WORK TO COMPLETE: Return each line of the listing below that contains the string "window", copying every such line in full.

EXTRACTED INFORMATION:
════

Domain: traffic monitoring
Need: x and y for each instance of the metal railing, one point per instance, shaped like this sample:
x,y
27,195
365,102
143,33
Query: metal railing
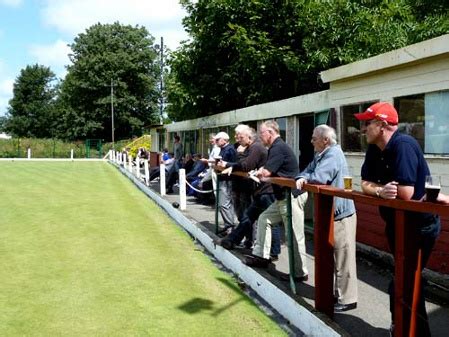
x,y
407,255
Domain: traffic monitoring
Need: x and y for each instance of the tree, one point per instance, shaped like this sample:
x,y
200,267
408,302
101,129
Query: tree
x,y
31,110
250,52
105,57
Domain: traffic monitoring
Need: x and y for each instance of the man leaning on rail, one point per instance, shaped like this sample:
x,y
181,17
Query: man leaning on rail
x,y
281,162
328,167
395,167
262,193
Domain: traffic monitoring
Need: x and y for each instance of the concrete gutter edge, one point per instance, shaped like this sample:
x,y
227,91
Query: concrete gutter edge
x,y
290,309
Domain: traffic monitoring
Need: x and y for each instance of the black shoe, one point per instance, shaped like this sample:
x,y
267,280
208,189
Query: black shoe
x,y
274,257
286,277
344,307
256,261
227,244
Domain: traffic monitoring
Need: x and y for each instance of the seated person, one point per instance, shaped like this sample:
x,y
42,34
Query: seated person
x,y
169,164
188,162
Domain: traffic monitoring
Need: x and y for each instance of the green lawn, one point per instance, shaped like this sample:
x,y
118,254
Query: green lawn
x,y
84,253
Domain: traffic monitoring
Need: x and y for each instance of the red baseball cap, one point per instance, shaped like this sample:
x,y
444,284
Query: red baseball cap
x,y
382,111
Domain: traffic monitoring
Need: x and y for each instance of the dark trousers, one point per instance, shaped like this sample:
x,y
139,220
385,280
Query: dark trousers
x,y
425,243
245,227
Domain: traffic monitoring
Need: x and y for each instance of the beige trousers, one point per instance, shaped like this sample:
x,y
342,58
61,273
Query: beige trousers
x,y
345,269
272,216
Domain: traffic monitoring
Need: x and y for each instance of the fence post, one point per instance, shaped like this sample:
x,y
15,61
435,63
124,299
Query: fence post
x,y
137,167
162,179
290,234
217,196
407,277
147,172
324,253
130,164
182,189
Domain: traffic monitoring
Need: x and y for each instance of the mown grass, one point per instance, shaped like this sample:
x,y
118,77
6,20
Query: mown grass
x,y
84,253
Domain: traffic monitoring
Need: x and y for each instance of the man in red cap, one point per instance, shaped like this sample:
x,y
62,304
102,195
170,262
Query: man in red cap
x,y
395,167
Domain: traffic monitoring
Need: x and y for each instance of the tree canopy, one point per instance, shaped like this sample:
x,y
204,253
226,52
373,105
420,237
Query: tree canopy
x,y
31,111
249,52
106,56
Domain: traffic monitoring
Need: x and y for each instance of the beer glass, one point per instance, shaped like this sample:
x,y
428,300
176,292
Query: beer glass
x,y
347,180
432,186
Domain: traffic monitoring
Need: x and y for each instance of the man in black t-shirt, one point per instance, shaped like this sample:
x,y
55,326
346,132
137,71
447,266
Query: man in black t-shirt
x,y
281,162
395,167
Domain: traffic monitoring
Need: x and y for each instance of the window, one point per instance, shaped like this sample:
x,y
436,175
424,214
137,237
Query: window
x,y
282,122
411,116
352,139
436,128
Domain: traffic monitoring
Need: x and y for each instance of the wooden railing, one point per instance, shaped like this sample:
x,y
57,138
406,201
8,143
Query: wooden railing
x,y
407,256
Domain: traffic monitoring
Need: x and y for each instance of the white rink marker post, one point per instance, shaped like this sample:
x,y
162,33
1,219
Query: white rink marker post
x,y
130,164
182,189
162,179
138,167
147,172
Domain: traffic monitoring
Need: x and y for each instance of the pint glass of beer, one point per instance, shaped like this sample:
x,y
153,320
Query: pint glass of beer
x,y
348,183
433,186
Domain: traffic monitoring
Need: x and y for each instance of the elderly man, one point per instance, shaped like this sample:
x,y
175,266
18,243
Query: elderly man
x,y
225,203
395,167
262,194
281,162
329,167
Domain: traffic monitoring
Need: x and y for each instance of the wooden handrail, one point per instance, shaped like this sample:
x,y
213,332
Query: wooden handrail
x,y
407,255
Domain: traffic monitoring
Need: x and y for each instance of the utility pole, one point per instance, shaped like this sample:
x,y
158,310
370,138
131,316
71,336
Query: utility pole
x,y
162,80
112,112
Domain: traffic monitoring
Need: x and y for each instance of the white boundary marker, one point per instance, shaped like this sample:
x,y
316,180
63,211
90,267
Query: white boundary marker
x,y
53,159
295,313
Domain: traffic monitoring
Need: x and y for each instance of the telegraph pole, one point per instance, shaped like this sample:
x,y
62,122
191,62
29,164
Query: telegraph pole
x,y
162,80
112,112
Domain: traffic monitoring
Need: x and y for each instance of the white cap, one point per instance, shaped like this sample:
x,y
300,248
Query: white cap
x,y
221,135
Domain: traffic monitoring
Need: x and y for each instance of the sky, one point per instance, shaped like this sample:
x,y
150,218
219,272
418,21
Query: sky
x,y
38,31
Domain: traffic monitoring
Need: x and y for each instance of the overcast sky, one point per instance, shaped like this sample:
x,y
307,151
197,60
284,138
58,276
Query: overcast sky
x,y
38,31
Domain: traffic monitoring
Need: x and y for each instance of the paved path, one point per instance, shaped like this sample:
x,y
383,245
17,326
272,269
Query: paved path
x,y
372,316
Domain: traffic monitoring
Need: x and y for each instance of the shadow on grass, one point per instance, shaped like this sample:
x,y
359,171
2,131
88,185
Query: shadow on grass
x,y
197,305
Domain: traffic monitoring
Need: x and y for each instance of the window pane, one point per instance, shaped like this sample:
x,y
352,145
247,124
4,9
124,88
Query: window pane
x,y
411,116
282,122
437,122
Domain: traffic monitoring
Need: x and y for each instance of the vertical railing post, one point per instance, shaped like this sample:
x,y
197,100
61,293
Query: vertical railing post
x,y
137,167
217,196
182,189
147,172
130,164
324,253
407,277
162,179
290,244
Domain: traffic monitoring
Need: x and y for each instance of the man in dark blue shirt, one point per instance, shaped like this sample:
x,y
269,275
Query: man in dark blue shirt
x,y
225,202
395,167
281,162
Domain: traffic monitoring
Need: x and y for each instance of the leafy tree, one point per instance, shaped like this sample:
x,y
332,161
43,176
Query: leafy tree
x,y
2,123
254,51
31,111
104,57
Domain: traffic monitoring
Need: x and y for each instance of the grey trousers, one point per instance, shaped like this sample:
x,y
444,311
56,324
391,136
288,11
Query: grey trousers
x,y
345,269
225,202
273,216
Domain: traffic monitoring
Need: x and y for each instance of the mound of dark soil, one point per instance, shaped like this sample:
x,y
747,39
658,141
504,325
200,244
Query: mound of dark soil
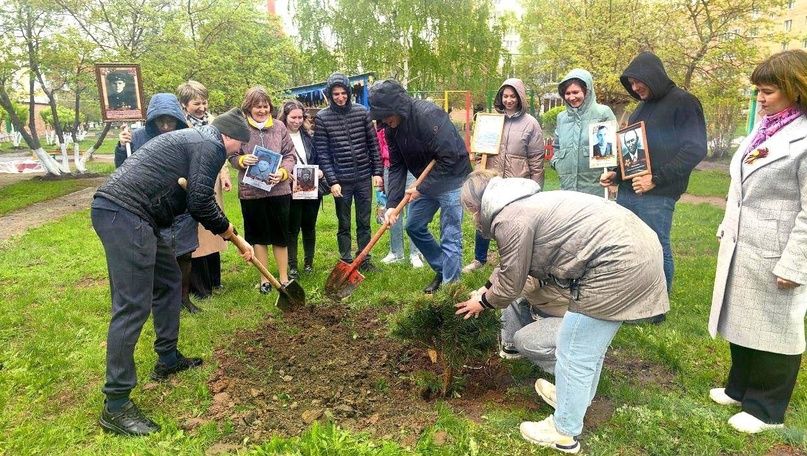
x,y
331,363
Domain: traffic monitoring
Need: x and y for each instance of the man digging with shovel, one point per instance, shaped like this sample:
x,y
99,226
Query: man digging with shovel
x,y
417,132
140,197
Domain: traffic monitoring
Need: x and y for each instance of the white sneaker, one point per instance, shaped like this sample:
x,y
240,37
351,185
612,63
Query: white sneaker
x,y
745,422
391,258
547,391
545,434
473,266
719,395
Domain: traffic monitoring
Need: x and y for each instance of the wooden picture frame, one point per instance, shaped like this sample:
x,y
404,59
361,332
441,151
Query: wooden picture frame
x,y
634,155
602,144
487,136
120,92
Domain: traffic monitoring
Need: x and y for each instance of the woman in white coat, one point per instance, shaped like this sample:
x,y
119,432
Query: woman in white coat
x,y
759,298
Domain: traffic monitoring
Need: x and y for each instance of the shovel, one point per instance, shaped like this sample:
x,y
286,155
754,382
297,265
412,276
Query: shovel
x,y
345,277
290,295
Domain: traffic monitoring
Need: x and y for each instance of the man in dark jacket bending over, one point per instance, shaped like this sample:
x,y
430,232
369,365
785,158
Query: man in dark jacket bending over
x,y
139,198
676,140
417,132
348,149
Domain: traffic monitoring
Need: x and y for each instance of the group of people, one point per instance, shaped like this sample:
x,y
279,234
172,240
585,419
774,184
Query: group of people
x,y
573,266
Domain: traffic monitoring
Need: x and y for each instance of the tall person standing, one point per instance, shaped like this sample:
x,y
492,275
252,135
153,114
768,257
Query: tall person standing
x,y
346,143
759,298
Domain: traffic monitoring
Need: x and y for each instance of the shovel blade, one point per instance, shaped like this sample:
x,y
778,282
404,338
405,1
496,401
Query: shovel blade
x,y
343,281
290,296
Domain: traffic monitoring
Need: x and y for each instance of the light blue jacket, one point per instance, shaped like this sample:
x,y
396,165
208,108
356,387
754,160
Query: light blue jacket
x,y
571,139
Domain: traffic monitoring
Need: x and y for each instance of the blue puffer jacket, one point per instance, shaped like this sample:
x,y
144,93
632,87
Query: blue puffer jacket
x,y
345,139
161,104
571,139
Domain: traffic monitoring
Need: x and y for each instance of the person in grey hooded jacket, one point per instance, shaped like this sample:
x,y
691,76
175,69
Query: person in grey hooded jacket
x,y
607,258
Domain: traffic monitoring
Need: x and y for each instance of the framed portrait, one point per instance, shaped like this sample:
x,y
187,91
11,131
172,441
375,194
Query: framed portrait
x,y
634,156
602,145
120,89
487,136
305,182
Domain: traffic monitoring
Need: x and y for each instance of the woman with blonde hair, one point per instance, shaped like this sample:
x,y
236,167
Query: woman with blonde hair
x,y
266,213
759,298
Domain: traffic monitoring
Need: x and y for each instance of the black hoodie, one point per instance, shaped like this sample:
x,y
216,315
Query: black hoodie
x,y
425,133
674,123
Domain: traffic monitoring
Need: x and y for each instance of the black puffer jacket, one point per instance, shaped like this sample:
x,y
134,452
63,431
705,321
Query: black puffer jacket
x,y
345,139
146,183
675,126
425,133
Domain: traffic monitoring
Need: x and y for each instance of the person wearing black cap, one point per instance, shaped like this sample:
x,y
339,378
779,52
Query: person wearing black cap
x,y
676,142
128,211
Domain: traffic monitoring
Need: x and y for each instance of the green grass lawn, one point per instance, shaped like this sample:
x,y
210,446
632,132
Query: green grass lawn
x,y
54,311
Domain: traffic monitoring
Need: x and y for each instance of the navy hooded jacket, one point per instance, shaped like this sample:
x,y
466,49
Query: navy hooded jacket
x,y
161,104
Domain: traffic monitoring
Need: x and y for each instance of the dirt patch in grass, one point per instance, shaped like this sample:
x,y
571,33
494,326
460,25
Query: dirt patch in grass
x,y
331,363
638,371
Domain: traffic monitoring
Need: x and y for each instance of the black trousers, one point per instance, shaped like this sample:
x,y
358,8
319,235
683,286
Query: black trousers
x,y
762,381
144,279
303,216
361,193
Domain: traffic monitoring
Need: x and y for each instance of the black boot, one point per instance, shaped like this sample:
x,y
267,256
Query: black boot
x,y
434,285
129,420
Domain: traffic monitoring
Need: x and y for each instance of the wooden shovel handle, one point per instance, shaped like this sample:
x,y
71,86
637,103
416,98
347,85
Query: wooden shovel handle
x,y
397,210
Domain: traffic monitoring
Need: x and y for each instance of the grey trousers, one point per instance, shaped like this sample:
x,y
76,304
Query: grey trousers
x,y
534,336
144,279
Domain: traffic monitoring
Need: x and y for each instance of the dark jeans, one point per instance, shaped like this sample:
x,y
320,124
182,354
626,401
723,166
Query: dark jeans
x,y
303,216
361,193
656,212
144,279
762,381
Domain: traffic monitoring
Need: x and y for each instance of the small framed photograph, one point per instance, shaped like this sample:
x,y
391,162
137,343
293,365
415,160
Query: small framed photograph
x,y
602,145
258,175
120,89
305,182
487,137
634,157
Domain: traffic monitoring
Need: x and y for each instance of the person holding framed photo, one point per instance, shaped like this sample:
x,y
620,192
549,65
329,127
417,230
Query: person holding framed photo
x,y
759,299
521,152
571,157
676,141
266,213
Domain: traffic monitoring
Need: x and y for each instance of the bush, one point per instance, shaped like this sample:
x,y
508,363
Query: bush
x,y
430,323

════

EXERCISE OUTPUT:
Need: x and y for each instance of the window, one point per instance, shaped like this sample:
Query: window
Need: x and y for each instance of the window pane, one point per instance, shaped like this sample:
Query: window pane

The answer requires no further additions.